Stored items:
┌──

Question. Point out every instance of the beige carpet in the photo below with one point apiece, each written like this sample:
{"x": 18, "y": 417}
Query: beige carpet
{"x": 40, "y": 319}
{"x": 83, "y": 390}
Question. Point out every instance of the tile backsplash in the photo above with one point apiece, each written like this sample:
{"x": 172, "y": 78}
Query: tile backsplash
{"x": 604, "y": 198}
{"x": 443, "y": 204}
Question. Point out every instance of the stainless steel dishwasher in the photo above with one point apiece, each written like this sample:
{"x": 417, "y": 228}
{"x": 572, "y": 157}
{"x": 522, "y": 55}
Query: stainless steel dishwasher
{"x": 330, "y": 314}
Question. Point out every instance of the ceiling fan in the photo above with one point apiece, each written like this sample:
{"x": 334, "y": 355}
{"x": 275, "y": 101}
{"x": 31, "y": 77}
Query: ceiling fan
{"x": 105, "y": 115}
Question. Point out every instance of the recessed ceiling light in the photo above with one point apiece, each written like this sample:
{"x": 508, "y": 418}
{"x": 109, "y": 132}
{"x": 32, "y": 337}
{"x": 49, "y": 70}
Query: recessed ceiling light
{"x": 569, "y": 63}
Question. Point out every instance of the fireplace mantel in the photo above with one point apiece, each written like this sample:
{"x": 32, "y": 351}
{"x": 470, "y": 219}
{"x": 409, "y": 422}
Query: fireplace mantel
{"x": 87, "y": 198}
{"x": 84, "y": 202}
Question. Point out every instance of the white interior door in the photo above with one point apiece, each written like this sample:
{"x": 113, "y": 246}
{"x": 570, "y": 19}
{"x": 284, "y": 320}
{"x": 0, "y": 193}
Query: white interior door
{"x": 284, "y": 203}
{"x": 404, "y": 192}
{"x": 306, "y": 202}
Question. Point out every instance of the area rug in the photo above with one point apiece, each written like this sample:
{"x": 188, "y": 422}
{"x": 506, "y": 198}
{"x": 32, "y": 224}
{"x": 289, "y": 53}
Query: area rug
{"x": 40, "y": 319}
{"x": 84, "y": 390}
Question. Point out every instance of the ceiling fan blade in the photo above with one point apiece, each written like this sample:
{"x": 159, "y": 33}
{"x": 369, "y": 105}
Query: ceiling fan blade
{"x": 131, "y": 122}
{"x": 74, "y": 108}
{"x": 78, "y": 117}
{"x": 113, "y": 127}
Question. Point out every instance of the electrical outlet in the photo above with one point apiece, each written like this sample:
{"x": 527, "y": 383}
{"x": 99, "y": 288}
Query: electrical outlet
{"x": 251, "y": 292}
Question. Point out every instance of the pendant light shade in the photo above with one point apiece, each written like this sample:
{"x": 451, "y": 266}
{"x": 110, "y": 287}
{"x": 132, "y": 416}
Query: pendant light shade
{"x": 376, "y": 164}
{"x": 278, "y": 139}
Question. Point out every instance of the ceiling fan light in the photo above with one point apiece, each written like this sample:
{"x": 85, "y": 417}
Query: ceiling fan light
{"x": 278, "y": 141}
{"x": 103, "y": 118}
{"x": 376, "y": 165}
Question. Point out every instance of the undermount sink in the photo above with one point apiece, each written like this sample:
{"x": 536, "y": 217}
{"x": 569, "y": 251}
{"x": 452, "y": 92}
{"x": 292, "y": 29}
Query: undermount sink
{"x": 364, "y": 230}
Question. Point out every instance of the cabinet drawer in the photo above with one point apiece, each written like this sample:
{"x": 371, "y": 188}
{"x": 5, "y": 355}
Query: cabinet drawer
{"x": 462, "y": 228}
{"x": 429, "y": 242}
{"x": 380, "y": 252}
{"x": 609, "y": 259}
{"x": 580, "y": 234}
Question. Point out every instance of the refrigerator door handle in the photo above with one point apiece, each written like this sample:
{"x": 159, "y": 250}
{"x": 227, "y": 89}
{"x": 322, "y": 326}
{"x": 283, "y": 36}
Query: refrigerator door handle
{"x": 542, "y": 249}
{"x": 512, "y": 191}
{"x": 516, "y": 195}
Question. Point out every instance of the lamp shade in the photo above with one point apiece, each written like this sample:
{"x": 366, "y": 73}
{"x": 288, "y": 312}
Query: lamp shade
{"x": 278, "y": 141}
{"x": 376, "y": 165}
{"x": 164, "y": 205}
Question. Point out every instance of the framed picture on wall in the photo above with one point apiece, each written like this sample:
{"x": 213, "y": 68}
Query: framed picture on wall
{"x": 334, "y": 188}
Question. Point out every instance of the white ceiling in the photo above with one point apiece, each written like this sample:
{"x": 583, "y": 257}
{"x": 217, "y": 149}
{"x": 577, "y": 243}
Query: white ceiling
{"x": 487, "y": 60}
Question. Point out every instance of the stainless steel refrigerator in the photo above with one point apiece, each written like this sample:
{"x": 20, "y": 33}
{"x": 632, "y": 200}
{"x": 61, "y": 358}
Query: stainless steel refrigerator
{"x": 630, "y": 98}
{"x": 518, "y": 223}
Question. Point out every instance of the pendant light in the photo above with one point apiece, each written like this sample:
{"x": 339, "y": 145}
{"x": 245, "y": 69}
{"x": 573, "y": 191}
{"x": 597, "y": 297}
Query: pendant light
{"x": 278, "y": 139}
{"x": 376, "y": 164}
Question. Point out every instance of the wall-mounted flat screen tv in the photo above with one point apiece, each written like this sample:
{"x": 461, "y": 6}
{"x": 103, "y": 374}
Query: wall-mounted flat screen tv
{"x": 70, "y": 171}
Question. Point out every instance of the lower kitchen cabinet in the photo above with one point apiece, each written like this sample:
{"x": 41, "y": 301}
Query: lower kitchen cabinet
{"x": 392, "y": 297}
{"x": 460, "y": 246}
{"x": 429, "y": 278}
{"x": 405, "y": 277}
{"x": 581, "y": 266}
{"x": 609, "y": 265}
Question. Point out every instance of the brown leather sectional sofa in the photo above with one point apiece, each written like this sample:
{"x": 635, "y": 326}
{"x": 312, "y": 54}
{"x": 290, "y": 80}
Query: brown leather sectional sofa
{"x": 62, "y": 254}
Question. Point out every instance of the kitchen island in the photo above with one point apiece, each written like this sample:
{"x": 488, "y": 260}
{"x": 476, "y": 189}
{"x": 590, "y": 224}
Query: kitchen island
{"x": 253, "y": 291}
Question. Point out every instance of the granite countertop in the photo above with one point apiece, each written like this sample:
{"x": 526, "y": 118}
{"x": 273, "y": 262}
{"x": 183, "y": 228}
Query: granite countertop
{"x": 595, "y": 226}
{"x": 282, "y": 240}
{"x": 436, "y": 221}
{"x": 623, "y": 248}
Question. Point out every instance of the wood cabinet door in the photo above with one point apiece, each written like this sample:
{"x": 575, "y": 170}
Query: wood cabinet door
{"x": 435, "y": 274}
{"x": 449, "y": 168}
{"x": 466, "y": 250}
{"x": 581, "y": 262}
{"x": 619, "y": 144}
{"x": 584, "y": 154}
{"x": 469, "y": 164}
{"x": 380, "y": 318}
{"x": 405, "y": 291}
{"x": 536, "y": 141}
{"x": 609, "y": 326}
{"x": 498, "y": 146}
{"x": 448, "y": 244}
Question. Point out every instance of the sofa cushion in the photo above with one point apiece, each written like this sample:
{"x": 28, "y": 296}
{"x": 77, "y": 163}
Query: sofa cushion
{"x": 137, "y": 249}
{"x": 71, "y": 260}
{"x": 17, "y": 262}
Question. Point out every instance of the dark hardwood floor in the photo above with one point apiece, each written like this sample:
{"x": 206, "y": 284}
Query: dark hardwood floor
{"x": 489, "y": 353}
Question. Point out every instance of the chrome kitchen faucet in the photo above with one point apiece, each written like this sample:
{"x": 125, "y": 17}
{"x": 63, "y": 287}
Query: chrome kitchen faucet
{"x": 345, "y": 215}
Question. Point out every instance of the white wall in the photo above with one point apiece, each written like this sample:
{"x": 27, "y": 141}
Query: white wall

└──

### [Exercise details]
Copy, without any changes, every line from the one containing "Question. Point out every instance of the white wall" through the end of the rows above, both ends included.

### [Exercise response]
Question. Point out every instance of the white wall in the photo above with one point apiece, each written like this sample:
{"x": 27, "y": 141}
Query: white wall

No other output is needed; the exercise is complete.